Counterculturalism for us is a desire to go beyond the dominant norms and narratives. This includes the norms of the progressive movement more broadly — perhaps its most surprising and interesting aspect. We also emphasize the culture in counterculturalism: for us, it is concerned with shifting the very foundations, worldviews and assumptions of our current order. In this sense it is a form of “culture-making”.
To use the Wilberian terminology, there is a desire to move beyond the ‘green’ developmental stage which is currently taken to characterise Western liberal societies, and much of the progressive movement as a whole. This leads actors in the ecosystem to be more open to questioning or dispute social and political positions that may be understood as norms not just in wider society, but also those (for example understandings of inclusivity) within progressive circles themselves.
Language and Buzzwords
The language of the ecosystem draws heavily on concepts such as complexity, systems and emergence, developmental models, spirituality and practice, and on sensemaking, different forms of knowledge and ‘cosmo-local’ activism. Other commonalities include an interest in decentralised governance, new narratives, alternative social imaginaries and regenerative culture.
Emerging organizations and individuals are opting towards ‘teal’ style collaboration and community building in order to maximize resources as a generalist, lateral way of operating comes into view as a more effective way of tackling systemic problems.
We have identified four major areas of activity: physical spaces, research, media/publishing and events. Nonetheless, it has been notable that many organizations have shifted to multi-channel working across a number of these e.g. producing media content as well as running retreats and events.
==========
- [Direction A] Filter the entries and copy out each line that contains the word "metal".

[Collection entries]
==========
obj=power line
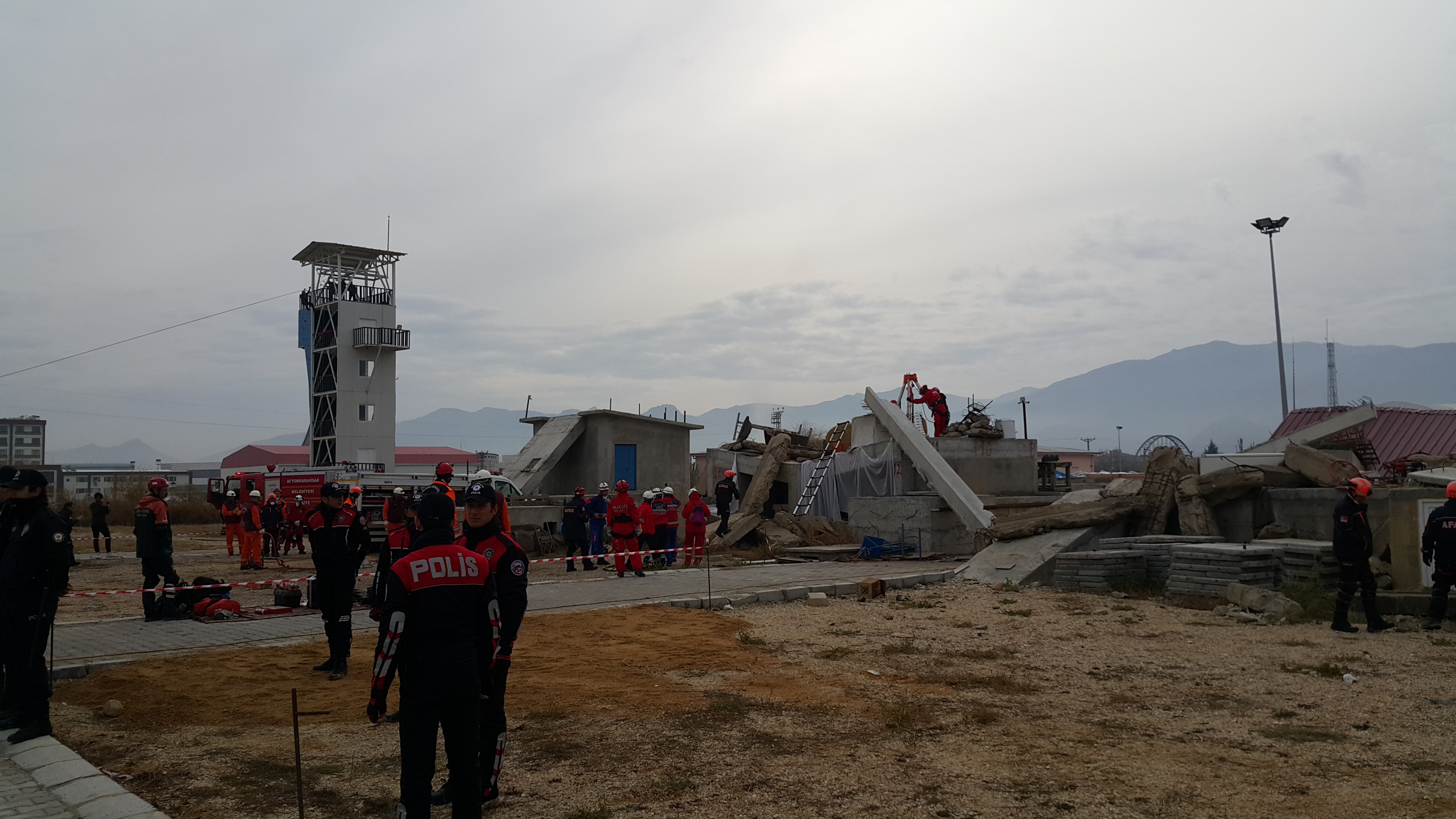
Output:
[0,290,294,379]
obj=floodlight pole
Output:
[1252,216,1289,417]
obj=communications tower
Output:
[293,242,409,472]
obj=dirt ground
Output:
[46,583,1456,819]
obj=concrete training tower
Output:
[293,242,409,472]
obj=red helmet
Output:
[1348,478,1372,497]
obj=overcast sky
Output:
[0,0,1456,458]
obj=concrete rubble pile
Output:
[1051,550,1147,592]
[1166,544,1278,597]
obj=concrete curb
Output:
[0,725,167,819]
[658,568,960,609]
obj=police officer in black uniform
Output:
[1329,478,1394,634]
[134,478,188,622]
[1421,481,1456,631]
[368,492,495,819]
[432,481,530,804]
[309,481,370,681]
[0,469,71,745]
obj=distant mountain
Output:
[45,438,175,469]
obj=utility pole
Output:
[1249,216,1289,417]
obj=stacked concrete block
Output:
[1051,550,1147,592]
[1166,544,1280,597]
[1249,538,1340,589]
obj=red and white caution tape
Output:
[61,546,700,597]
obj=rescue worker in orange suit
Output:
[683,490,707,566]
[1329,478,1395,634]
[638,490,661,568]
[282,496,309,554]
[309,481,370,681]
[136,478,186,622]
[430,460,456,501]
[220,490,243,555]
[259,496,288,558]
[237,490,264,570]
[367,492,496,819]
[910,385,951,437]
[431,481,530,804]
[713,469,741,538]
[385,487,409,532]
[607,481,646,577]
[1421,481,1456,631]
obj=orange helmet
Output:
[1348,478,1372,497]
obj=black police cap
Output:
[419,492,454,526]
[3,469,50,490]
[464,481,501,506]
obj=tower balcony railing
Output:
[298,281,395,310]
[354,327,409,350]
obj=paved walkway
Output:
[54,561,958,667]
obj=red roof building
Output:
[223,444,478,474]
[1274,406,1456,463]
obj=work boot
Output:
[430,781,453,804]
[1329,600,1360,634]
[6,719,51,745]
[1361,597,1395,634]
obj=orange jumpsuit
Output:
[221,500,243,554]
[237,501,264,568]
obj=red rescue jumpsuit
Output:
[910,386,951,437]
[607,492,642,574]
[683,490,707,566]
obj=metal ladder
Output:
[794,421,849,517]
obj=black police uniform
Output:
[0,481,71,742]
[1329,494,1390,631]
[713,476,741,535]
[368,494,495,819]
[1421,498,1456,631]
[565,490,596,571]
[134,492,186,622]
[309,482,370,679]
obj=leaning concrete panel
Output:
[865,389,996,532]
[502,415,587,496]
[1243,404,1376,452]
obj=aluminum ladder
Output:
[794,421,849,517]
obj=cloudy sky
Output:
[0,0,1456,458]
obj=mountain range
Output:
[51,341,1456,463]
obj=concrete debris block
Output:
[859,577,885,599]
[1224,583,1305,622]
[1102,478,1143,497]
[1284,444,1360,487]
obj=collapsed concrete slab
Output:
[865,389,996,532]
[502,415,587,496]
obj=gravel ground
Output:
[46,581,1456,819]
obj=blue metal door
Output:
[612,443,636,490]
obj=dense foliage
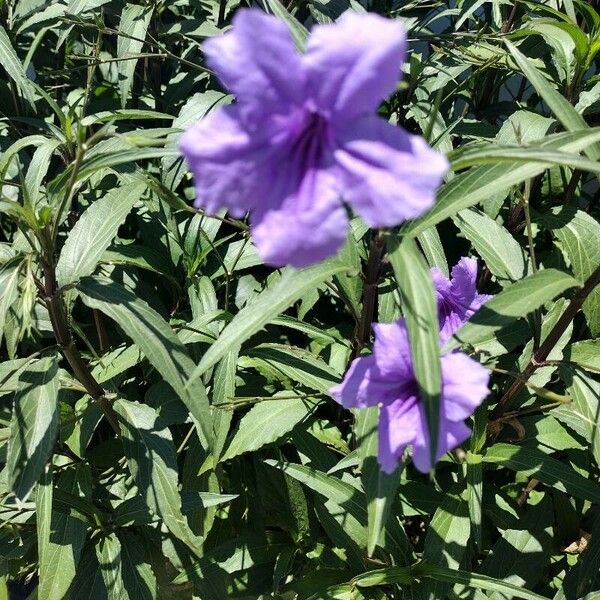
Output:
==========
- [Direction B]
Answer these questions from the excerpt on counterculturalism:
(i) Using the Wilberian terminology, which developmental stage is there a desire to move beyond?
(ii) Toward what style of collaboration and community building are emerging organizations and individuals opting?
(iii) What are the four major areas of activity that have been identified?

- [Answer A]
obj=metal ladder
obj=blue metal door

- [Answer B]
(i) The 'green' developmental stage.
(ii) 'Teal' style collaboration and community building.
(iii) Physical spaces, research, media/publishing and events.